• _Exercise task_:
Please reproduce the data below word for word, keeping every line and number unchanged.

• _Input material_:
## start

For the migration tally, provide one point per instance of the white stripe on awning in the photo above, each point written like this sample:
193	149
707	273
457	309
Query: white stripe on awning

## end

• _Solution to the exercise_:
For the migration tally, provide one point per instance of the white stripe on awning in the photo above, each point written like this sample:
193	149
707	273
457	309
Query: white stripe on awning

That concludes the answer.